- **EXERCISE DETAILS**
In the material below, find each line that contains the word "blue" and copy it.

- **PROVIDED DATA**
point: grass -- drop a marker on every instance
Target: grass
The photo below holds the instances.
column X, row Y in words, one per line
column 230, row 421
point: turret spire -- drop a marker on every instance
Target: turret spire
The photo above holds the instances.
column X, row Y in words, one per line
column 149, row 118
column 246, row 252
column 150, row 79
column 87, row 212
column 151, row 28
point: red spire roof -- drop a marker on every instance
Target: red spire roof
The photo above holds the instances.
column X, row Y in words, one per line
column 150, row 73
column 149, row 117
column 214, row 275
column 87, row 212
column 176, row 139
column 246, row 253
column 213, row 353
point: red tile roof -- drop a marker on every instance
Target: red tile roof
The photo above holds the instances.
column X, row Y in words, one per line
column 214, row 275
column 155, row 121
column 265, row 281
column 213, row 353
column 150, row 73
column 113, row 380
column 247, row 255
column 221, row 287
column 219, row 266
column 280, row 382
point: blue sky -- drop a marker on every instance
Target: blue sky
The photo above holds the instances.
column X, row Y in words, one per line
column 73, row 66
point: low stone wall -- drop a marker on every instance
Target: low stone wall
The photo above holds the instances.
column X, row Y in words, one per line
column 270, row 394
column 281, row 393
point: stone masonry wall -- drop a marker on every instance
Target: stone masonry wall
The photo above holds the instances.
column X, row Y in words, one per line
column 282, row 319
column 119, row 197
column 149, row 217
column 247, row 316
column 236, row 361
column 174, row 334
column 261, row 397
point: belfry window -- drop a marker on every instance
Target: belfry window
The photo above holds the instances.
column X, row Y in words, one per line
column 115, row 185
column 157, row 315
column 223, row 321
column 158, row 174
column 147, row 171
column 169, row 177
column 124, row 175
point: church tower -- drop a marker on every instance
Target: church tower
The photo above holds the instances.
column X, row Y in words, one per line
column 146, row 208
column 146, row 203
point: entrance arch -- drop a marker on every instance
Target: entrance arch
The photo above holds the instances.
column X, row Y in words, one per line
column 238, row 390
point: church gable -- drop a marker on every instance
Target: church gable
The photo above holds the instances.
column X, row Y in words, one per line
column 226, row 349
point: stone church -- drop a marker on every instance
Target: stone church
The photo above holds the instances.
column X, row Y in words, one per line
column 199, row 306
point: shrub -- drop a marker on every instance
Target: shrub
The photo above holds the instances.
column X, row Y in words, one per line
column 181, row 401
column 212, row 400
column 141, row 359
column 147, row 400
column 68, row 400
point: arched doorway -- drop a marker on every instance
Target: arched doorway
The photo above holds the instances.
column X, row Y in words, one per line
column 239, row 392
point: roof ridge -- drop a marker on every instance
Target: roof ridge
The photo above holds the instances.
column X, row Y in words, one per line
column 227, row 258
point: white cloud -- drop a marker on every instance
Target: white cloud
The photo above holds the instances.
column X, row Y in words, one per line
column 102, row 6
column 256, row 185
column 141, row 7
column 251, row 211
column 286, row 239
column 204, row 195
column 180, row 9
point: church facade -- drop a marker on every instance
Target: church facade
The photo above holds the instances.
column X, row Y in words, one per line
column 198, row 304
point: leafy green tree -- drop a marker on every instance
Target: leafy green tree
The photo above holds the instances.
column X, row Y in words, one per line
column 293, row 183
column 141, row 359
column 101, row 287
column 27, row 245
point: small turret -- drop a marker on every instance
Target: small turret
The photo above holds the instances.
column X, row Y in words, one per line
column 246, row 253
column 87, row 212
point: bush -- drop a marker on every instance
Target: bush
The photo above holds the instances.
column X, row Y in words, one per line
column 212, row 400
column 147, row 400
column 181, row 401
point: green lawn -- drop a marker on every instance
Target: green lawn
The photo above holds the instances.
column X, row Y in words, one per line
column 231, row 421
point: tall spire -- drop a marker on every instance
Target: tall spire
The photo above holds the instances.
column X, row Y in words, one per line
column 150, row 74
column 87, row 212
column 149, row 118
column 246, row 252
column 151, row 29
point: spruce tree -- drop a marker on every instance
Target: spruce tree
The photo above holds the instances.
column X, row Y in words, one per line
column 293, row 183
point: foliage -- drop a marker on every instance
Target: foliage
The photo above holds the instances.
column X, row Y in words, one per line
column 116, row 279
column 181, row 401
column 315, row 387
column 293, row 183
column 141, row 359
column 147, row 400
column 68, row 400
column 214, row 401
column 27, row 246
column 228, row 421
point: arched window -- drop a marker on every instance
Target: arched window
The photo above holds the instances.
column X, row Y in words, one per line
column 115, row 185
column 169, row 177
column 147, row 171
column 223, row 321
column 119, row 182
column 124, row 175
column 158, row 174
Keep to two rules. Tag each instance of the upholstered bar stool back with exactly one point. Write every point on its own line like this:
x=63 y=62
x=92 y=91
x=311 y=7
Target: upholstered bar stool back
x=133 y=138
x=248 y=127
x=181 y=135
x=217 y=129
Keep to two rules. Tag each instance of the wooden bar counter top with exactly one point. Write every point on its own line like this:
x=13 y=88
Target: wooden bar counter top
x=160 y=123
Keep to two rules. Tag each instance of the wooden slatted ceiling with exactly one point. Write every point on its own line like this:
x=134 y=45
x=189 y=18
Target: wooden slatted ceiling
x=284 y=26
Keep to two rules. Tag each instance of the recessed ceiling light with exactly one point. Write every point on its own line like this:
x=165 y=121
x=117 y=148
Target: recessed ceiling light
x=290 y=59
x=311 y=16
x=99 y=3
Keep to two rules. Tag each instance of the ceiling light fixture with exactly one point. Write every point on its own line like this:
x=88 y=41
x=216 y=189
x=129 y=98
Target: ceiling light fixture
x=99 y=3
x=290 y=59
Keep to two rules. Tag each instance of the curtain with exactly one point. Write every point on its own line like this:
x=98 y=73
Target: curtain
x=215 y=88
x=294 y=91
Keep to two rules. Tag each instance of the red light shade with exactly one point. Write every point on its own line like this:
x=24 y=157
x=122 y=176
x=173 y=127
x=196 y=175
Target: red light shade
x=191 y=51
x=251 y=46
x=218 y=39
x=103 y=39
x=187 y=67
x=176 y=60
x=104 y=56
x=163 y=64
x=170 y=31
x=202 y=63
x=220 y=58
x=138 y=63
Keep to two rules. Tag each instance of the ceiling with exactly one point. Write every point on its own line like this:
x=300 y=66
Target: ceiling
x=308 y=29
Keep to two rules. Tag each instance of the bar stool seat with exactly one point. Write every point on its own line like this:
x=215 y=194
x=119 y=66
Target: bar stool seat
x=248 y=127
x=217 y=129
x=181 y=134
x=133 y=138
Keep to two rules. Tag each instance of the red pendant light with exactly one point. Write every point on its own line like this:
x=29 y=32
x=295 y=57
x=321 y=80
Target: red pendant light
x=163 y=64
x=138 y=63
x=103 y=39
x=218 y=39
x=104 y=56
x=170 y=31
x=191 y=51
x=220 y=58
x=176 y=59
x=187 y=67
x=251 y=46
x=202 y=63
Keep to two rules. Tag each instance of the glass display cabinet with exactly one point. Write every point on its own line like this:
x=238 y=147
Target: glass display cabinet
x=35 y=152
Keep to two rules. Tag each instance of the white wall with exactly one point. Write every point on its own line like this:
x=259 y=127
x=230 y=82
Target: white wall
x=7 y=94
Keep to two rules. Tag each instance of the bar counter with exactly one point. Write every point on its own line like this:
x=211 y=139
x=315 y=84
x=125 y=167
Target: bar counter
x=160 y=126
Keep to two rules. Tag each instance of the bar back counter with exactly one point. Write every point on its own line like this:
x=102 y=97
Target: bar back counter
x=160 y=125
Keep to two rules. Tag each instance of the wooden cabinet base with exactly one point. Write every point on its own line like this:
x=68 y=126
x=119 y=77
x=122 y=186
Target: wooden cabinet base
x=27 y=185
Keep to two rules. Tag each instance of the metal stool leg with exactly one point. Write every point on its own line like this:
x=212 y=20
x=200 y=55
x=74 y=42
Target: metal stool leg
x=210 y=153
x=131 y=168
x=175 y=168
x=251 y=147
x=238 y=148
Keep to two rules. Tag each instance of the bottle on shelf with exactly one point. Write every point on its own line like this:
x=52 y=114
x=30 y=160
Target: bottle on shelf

- **EXERCISE RESULT**
point: blue sky -- drop a marker on every instance
Target: blue sky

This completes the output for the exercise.